Text
╔══
At the end of 1976, Bill Zorn wanted to pursue a solo career and left the group under amicable circumstances. To replace him, Shane found a younger performer named George Grove, an instrumentalist and singer. Shane realized that the group's greatest asset in addition to his vocals and his presence as a founding member was the name itself. Consequently, he purchased the rights to the Kingston Trio name outright from Reynolds and Werber, and all subsequent iterations of Shane's troupe since late 1976 have been known simply as the Kingston Trio.

In 1981, PBS producers JoAnn Young and Paul Surratt pitched an idea to Shane: a reunion concert that the network could use as a fund raiser and that would include not only Shane's current group but also on stage reunions of the two original Kingston Trio lineups with Guard and Stewart. Shane and the other principals assented, and the concert was staged and taped at the Magic Mountain amusement park in Valencia, California in November 1981; it was broadcast over PBS stations in March 1982.
╚══
Dataset extract
╔══
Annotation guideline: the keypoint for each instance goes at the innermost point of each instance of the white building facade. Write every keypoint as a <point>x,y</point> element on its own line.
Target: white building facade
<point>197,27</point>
╚══
Answer these questions from the Kingston Trio text.
1. Who did Shane find to replace Bill Zorn?
2. From whom did Shane purchase the rights to the Kingston Trio name?
3. Where was the 1981 reunion concert staged and taped?
Rely only on the text above for what follows, not on the material.

1. George Grove
2. Reynolds and Werber
3. At the Magic Mountain amusement park in Valencia, California